WHAT THIS TASK INVOLVES:
Continue the article on the shift in eating disorder treatment from its final sentence.

EXTRACT:
-- Opening Marker --

Eating Recovery: A Shift In Treatment

By Gayle Masterson, MD
Director, Eating Recovery Program

When it comes to eating disorders, traditional methods of treatment have placed a greater emphasis on the diagnosis and not the individual as a whole. At Sierra Tucson, our Eating Recovery Program is shifting its focus to include attachment issues; developmentally related, early life issues; and the significant ways in which these patterns of engagement in interpersonal relationships result in the development or manifestation of eating disorders and subsequently have a substantial impact on the recovery process.

Our bodies function as a system. Rather than focusing primarily on the food (i.e., meal plan, nutrition, eating behaviors, portion sizes), we take into consideration all parts of the system. Sierra Tucson’s holistic approach to wellness and mind-body-spirit healing includes an in-depth look at an individual’s relationships, relationship patterns, and the means by which he or she may have previously utilized these patterns to manage or cope with stress, distress, and trauma, both overt and covert. Whereas these behaviors were initially helpful at managing feelings, eventually these “coping skills,” which have manifested in maladaptive eating behaviors, no longer serve the individual and begin causing more distress, compromised functionality, and suffering.

Ultimately, for nearly all human beings, our initial, early life relationships are formed with primary caregivers, and there is a biologic necessity for the focus to be on survival. It follows naturally that our first relationships in life involve the act of feeding, and all of the behaviors and interpersonal interactions that serve to facilitate being fed. Looking more closely at the dynamics of these interpersonal interactions and the ways in which we (consciously or not) learned to adapt in order to ensure survival (being fed), allows the opportunity to better understand the metaphorical, symbolic, and often practical role of food and feeding in an individual’s life.

-- Closing Marker --

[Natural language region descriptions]
-- Opening Marker --

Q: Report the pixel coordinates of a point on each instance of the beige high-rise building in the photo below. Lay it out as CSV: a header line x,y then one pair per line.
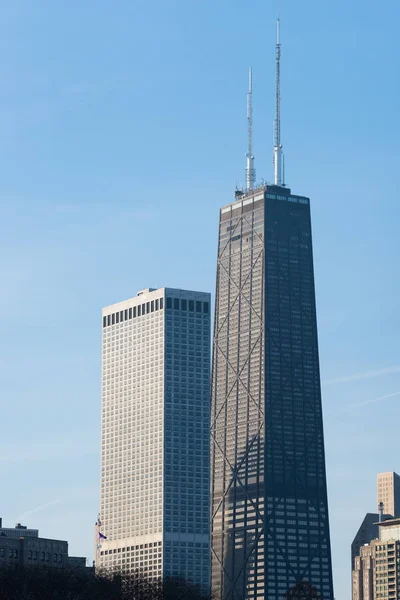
x,y
376,574
388,492
154,494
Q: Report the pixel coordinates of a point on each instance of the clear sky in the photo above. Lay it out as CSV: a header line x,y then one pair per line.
x,y
122,132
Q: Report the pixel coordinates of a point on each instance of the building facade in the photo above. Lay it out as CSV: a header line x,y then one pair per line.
x,y
155,435
20,546
388,492
270,527
376,573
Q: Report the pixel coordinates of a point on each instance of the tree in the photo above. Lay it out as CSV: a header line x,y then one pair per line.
x,y
85,584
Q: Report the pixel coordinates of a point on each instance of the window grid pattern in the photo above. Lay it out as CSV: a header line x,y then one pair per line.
x,y
270,526
187,439
155,436
237,425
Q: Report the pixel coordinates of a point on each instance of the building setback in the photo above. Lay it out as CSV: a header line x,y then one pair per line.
x,y
270,527
154,505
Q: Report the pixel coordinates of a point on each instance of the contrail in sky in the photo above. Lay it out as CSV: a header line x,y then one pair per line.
x,y
374,400
365,375
38,509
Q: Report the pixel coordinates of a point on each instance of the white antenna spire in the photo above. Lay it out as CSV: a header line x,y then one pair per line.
x,y
250,170
277,128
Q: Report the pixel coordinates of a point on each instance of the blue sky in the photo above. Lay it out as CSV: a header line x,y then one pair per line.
x,y
122,132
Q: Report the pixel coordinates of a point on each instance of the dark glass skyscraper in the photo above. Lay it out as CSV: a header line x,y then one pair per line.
x,y
270,528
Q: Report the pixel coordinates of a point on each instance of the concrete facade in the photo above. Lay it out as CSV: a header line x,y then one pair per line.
x,y
376,573
20,546
154,498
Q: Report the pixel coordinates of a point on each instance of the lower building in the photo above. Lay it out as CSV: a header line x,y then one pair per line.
x,y
376,573
155,484
20,546
368,531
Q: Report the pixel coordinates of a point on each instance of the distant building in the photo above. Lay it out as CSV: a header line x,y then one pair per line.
x,y
368,531
154,497
20,546
376,573
388,492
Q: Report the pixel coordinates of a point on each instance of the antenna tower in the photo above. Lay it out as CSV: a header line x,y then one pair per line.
x,y
250,170
277,127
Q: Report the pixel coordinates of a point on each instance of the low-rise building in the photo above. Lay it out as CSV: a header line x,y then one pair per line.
x,y
376,573
20,546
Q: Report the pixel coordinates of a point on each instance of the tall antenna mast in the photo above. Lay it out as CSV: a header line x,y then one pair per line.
x,y
250,170
277,128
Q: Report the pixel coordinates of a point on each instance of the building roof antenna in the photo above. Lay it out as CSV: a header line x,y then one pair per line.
x,y
250,170
277,124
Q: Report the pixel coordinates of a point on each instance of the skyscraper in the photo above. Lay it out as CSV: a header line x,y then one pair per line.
x,y
388,492
376,572
270,527
154,499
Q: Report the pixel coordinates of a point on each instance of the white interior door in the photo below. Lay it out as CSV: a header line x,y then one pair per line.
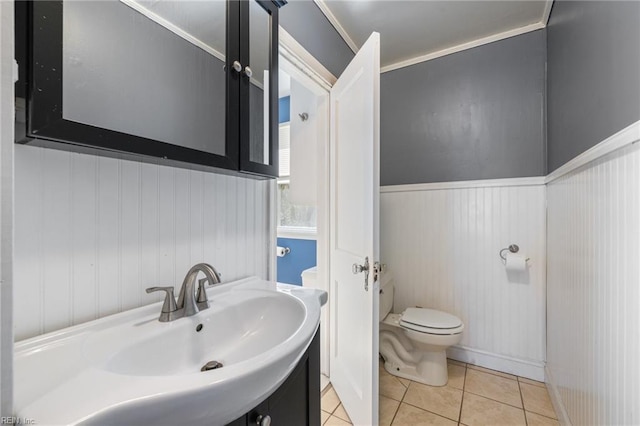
x,y
354,227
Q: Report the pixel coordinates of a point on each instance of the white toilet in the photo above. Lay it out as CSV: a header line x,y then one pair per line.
x,y
414,343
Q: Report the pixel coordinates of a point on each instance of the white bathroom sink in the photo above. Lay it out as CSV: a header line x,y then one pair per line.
x,y
130,368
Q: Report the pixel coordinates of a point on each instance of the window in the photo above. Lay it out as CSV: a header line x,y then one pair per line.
x,y
292,218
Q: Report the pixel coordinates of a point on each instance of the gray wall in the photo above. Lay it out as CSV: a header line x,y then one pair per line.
x,y
308,25
593,74
476,114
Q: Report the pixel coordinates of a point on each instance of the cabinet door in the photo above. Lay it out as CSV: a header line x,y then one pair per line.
x,y
259,88
135,76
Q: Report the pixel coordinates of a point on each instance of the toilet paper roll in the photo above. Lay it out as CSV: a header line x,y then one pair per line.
x,y
516,262
281,251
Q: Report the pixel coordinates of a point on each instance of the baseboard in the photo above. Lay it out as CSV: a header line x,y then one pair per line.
x,y
556,400
524,368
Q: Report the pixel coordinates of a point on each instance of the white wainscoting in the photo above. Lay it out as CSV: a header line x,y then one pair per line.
x,y
441,244
91,233
594,289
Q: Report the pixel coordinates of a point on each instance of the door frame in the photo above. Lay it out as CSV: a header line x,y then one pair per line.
x,y
299,63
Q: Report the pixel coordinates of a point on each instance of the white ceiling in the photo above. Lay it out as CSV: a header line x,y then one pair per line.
x,y
412,31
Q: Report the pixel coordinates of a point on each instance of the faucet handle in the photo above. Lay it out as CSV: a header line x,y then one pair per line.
x,y
201,296
169,300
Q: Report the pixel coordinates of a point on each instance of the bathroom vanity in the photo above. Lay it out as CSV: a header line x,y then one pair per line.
x,y
297,401
130,368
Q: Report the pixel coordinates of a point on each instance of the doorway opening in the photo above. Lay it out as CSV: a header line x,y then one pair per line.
x,y
300,195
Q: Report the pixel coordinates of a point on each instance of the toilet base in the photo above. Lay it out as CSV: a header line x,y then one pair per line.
x,y
430,370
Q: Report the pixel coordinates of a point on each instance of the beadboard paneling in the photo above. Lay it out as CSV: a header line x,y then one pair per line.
x,y
91,233
594,289
442,248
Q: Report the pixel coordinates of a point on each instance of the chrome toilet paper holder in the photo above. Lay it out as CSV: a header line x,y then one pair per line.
x,y
513,248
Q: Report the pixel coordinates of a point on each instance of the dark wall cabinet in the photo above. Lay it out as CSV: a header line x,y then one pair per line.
x,y
297,401
192,84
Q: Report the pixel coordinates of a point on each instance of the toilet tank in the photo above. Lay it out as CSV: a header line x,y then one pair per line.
x,y
386,294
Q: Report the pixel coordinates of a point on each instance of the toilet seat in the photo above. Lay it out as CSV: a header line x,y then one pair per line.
x,y
431,321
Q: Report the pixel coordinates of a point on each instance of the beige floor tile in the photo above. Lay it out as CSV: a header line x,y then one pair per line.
x,y
404,381
408,415
536,400
479,411
493,387
342,413
391,386
443,400
326,389
456,376
538,420
454,362
330,401
494,372
531,382
388,408
336,421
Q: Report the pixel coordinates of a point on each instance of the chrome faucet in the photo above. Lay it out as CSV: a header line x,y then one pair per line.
x,y
189,302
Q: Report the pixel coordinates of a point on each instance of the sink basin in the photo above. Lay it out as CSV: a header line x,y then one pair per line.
x,y
130,368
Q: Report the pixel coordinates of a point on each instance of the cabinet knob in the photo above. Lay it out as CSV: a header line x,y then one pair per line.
x,y
263,420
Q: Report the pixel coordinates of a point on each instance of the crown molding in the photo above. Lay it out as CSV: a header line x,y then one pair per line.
x,y
464,46
337,25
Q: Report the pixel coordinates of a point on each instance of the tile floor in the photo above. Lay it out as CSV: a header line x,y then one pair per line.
x,y
474,396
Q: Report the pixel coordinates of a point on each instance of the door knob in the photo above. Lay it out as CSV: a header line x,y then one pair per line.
x,y
263,420
356,269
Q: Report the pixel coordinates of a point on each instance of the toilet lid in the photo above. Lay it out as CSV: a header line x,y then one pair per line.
x,y
430,318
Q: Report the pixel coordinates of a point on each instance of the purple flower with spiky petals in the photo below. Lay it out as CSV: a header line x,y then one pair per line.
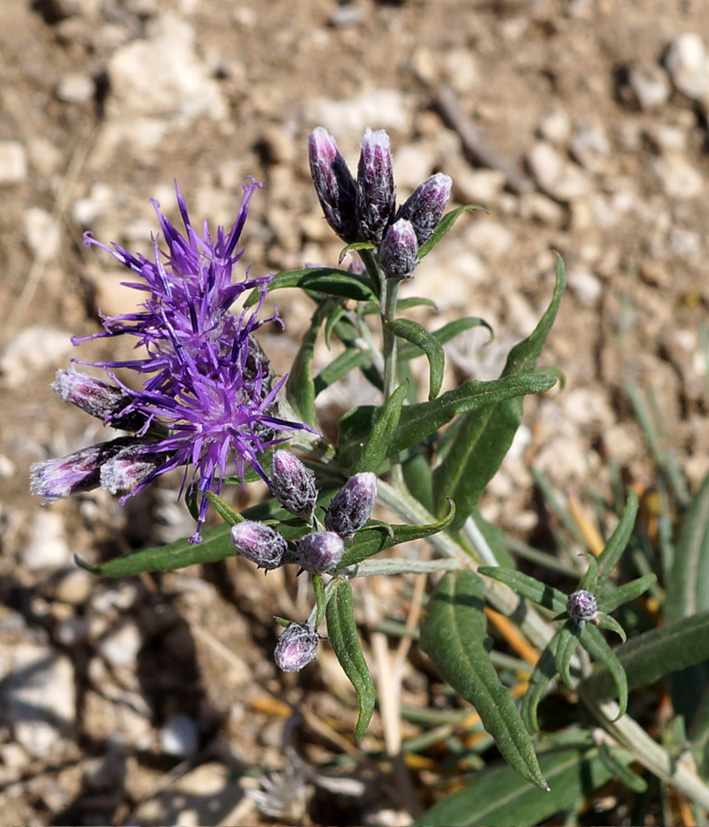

-- Closing Marker --

RESPONSE:
When any human being gets to a point that adaptive behaviors become maladaptive, and enough distress is experienced, there is a beautiful opportunity to intervene. In the process of this intervention, it is possible to help alleviate suffering, improve insight, and assist the individual with an understanding of self, which will help to facilitate a shift toward improved health—physically, emotionally, and spiritually. Only when an individual is able to understand fully the ways in which maladaptive behaviors are no longer serving him or her and, in fact, causing a great deal of distress and suffering; and only when the individual is given the opportunity to feel as though he or she can choose different behaviors, does true change occur. At that point, the individual can consciously make different choices, shift away from maladaptive behaviors, and have gratitude for how those behaviors served him or her in the past. He or she can begin to process and grieve the loss of these familiar, previously helpful behaviors and thought patterns, and replace them with more adaptive, healthy, self-fulfilling behaviors.

Overall, while the symptoms and the behavior involves food, the core issues are about feeding, being fed, survival, and how these are all fundamentally related to relationships and attachment patterns in relationships. The focus of eating recovery shifts from calories, grams of carbohydrates, portion sizes, etc., to a genuine understanding of the dynamics behind what drives the choices and behaviors, and what can be chosen in place of those behaviors that encourages self-care, self-love, compassion, healthy and gratifying relationships, and ultimately a reduction in suffering.